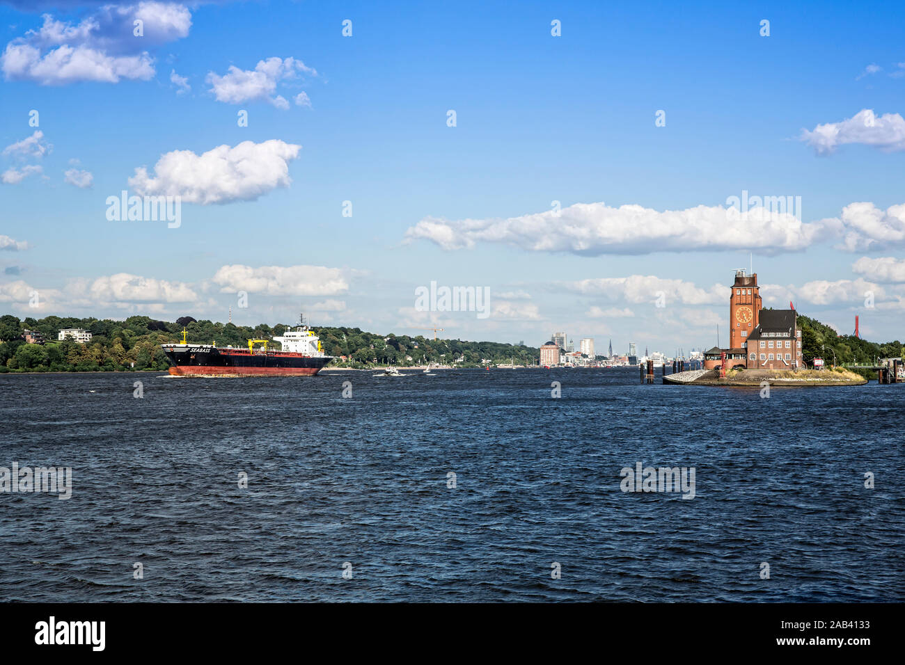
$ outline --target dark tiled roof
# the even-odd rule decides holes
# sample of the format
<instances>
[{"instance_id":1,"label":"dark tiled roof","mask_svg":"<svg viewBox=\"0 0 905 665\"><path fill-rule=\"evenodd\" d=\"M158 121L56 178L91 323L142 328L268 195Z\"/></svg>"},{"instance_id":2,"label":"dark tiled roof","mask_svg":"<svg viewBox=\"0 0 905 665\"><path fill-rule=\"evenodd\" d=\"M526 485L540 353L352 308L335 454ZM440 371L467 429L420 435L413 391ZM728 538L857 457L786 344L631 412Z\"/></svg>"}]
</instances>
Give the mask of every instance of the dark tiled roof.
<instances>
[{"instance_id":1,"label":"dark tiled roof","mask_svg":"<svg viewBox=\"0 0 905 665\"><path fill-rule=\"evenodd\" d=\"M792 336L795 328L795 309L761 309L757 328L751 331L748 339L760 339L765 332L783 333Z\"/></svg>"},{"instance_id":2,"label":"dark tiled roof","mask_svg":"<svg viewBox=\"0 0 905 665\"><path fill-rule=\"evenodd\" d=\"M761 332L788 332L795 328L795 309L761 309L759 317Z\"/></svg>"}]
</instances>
□ □ □ □ □
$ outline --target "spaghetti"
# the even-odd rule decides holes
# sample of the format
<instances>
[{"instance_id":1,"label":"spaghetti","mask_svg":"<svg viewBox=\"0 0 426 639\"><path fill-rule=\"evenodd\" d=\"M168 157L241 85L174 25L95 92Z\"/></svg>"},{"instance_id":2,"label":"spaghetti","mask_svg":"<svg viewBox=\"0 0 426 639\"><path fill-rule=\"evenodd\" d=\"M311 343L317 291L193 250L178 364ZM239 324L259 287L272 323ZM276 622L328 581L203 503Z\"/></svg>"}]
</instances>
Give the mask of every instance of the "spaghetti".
□ □ □ □ □
- Objective
Turn the part of the data that opens with the line containing "--target dark tiled roof" and closes with the line containing "336L795 328L795 309L761", both included, into a Markdown table with the columns Number and Entry. Give each non-blank line its own row, numbered in order.

- Complete output
| Number | Entry |
|---|---|
| 1 | $ outline --target dark tiled roof |
| 2 | # the even-odd rule decides holes |
| 3 | # sample of the format |
| 4 | <instances> |
| 5 | [{"instance_id":1,"label":"dark tiled roof","mask_svg":"<svg viewBox=\"0 0 905 665\"><path fill-rule=\"evenodd\" d=\"M158 121L56 178L91 323L142 328L268 195Z\"/></svg>"},{"instance_id":2,"label":"dark tiled roof","mask_svg":"<svg viewBox=\"0 0 905 665\"><path fill-rule=\"evenodd\" d=\"M526 485L540 353L352 308L335 454ZM440 371L467 429L420 435L413 391ZM728 538L857 457L786 344L631 412Z\"/></svg>"}] |
| 6 | </instances> |
| 7 | Give the mask of every instance of the dark tiled roof. |
| 8 | <instances> |
| 9 | [{"instance_id":1,"label":"dark tiled roof","mask_svg":"<svg viewBox=\"0 0 905 665\"><path fill-rule=\"evenodd\" d=\"M792 336L795 328L795 309L761 309L757 328L751 331L748 339L760 339L765 332L783 333Z\"/></svg>"},{"instance_id":2,"label":"dark tiled roof","mask_svg":"<svg viewBox=\"0 0 905 665\"><path fill-rule=\"evenodd\" d=\"M761 332L788 332L795 328L795 309L761 309L759 317Z\"/></svg>"}] |